:: WORK TO DO ::
Which lines in the listing below contain the string "side"? Copy each of them, and treat uppercase and lowercase letters as different.

:: DATA ROWS ::
▶

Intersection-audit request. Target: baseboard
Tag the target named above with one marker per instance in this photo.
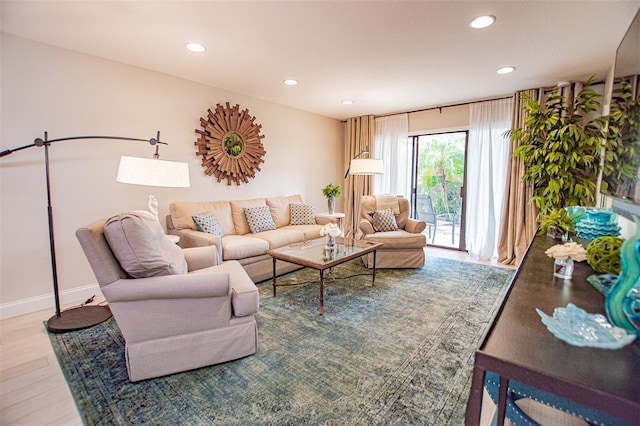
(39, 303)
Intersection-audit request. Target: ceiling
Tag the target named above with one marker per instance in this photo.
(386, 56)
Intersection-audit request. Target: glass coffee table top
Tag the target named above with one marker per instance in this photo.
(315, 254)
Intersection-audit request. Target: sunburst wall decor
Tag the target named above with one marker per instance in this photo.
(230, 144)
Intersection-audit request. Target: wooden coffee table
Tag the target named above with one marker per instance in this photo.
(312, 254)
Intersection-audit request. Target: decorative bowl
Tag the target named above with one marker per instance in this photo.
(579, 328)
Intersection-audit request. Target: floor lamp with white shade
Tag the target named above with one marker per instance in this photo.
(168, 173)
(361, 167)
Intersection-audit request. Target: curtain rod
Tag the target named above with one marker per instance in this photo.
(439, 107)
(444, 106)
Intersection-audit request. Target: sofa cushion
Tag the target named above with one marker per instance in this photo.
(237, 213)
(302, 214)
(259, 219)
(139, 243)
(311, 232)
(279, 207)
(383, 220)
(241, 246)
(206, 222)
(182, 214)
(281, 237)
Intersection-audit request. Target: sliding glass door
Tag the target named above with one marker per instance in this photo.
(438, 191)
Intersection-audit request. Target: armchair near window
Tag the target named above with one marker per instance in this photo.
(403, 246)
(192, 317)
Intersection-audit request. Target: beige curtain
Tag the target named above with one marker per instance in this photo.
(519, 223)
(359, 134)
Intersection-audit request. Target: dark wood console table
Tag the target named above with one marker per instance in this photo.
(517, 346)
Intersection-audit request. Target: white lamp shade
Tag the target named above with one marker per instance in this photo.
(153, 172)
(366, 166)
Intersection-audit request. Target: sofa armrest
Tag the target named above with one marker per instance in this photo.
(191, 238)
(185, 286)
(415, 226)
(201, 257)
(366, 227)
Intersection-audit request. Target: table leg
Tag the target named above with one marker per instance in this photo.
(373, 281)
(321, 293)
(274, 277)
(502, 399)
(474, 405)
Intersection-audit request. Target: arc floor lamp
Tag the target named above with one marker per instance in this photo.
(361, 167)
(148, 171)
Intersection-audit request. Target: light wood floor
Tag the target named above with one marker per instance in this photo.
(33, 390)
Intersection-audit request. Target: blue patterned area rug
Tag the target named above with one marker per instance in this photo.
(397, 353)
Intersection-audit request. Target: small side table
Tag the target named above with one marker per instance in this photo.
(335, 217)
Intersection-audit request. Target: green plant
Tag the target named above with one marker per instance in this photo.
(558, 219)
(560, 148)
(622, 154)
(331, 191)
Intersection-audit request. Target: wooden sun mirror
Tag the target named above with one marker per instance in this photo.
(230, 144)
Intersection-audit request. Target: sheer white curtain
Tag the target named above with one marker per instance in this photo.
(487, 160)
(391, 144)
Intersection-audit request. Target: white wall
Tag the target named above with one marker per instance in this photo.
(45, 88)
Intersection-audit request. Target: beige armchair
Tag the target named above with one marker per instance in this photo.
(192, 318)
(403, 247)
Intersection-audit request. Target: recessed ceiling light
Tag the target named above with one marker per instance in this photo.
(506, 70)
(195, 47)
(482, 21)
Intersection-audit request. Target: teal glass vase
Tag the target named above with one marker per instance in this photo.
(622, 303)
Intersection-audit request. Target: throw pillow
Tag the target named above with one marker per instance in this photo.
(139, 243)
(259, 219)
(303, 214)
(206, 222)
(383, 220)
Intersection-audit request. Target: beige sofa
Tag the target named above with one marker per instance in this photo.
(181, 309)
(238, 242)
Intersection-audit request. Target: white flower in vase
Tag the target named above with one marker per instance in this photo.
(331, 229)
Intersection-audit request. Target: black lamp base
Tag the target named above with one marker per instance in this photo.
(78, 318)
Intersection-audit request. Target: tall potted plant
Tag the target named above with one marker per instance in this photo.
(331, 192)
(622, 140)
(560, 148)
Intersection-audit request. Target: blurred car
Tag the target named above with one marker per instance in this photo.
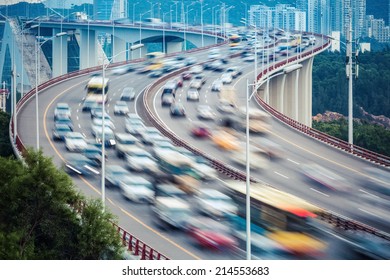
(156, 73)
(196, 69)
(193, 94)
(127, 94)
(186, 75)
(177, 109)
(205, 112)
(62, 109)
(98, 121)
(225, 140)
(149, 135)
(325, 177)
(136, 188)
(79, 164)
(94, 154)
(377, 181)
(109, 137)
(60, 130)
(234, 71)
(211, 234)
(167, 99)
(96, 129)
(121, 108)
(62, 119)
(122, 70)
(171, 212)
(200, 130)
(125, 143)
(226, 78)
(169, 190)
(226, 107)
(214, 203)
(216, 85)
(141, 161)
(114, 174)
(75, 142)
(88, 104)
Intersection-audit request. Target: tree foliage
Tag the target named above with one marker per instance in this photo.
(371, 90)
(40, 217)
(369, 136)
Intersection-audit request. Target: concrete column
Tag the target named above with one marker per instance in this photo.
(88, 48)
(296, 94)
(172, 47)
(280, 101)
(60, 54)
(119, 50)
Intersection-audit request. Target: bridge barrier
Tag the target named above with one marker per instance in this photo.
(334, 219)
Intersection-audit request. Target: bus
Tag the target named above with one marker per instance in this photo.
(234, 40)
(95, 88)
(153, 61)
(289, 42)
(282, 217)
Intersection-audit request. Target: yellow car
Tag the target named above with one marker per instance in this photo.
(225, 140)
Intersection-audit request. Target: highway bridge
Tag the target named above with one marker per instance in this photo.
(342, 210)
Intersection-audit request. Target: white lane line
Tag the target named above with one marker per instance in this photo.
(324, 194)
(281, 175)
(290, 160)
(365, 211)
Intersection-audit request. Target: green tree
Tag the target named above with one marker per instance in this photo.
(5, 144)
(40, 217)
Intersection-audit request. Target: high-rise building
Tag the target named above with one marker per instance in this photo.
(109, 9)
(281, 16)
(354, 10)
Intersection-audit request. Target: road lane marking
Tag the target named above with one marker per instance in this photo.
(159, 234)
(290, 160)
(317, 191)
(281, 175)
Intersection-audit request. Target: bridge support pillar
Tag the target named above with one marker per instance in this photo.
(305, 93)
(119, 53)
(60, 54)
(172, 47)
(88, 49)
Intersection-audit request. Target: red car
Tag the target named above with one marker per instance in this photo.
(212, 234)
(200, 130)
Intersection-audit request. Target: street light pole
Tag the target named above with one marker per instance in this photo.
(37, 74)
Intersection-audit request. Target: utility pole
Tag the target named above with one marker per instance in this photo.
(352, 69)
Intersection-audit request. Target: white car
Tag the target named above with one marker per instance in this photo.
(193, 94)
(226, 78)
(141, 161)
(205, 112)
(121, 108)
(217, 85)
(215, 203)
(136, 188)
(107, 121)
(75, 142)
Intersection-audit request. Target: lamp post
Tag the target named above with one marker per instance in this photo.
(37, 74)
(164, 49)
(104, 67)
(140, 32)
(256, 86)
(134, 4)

◀
▶

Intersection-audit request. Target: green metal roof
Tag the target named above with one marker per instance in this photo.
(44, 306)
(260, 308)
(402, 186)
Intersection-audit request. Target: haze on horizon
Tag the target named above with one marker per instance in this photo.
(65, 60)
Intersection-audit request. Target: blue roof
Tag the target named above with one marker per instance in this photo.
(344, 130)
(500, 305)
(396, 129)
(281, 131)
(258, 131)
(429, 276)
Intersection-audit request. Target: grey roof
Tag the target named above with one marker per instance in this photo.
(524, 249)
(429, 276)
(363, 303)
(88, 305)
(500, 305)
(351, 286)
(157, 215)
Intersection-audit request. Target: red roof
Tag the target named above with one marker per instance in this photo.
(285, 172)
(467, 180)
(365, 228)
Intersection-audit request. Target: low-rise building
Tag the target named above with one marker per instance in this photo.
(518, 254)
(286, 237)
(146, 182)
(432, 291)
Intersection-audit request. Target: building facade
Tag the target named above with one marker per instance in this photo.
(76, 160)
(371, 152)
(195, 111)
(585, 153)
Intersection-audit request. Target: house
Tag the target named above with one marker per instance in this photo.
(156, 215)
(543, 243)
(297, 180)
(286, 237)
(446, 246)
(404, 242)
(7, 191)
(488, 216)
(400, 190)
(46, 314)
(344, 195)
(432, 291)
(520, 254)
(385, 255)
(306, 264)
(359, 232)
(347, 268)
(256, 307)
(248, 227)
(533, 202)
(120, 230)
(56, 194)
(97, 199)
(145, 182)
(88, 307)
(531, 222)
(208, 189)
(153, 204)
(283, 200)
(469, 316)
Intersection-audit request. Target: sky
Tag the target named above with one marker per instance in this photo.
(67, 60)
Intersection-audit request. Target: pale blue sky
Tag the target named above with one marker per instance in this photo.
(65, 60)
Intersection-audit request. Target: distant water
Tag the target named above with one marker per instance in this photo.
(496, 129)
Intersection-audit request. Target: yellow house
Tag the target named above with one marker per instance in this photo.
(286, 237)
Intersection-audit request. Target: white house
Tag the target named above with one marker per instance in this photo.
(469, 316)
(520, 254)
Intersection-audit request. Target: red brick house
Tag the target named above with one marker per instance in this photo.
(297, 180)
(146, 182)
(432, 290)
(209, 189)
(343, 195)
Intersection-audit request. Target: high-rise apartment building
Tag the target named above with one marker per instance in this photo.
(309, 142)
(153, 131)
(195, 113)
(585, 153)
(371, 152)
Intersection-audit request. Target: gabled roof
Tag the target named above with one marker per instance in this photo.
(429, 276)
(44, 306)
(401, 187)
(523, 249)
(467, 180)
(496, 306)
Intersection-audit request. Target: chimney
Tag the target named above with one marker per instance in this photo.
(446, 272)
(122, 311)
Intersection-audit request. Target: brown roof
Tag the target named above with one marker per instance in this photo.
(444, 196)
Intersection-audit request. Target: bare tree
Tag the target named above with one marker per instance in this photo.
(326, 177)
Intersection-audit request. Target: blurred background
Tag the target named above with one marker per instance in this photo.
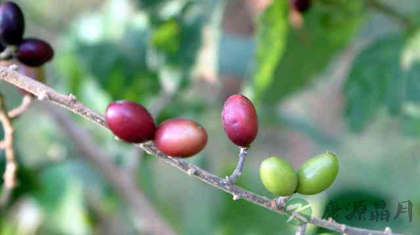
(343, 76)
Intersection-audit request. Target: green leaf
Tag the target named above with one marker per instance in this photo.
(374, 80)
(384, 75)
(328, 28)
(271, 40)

◀
▶

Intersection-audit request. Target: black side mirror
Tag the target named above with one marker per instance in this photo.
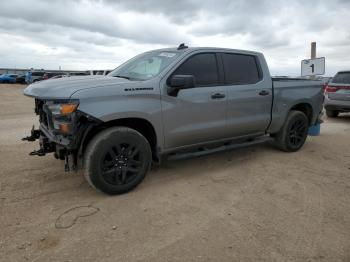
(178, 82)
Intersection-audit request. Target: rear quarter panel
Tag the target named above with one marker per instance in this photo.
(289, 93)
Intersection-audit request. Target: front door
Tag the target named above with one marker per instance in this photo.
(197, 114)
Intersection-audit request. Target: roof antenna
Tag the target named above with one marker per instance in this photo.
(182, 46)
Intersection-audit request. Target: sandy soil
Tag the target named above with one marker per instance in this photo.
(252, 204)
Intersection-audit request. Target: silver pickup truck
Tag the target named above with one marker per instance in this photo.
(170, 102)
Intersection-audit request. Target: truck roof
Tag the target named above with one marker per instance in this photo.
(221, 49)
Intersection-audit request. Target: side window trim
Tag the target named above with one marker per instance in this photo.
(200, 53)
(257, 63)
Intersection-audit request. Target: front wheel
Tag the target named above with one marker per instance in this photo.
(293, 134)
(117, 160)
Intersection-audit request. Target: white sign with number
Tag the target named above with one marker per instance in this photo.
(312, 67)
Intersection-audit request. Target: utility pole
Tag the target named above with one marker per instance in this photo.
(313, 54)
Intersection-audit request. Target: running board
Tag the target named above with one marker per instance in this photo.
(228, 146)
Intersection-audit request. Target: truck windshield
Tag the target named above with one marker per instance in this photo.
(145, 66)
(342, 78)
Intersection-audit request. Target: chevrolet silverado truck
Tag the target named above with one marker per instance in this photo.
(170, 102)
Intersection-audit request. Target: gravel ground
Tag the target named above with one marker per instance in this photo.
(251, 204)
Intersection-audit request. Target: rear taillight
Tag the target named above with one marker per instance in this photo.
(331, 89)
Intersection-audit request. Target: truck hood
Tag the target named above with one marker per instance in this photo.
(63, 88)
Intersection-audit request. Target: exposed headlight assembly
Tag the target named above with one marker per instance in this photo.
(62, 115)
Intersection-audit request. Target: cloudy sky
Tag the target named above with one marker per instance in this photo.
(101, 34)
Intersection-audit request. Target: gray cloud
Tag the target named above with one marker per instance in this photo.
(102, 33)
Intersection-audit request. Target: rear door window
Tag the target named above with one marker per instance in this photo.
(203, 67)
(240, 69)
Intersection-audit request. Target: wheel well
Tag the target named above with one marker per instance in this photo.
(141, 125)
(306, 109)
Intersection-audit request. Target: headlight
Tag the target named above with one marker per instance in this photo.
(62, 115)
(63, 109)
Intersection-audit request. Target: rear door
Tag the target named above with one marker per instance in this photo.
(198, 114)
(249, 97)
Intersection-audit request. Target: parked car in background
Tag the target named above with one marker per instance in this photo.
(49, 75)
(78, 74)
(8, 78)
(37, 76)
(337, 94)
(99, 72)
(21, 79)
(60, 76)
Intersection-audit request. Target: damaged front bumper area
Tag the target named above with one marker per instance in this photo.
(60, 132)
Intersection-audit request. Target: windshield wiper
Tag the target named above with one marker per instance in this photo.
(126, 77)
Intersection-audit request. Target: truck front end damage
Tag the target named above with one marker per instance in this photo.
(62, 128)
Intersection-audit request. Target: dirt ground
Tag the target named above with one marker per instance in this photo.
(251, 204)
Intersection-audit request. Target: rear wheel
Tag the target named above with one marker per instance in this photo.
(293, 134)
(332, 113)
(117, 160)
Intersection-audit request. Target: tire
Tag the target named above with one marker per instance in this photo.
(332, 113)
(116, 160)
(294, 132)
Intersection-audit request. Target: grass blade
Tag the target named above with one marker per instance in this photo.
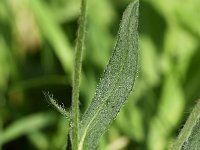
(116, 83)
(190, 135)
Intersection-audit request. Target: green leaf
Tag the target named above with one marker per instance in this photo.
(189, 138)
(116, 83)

◀

:: REPLY TO THE EXERCISE ::
Intersection-audit request. Target: small side table
Intersection-audit request. Target: black side mirror
Intersection-audit request. Target: side window trim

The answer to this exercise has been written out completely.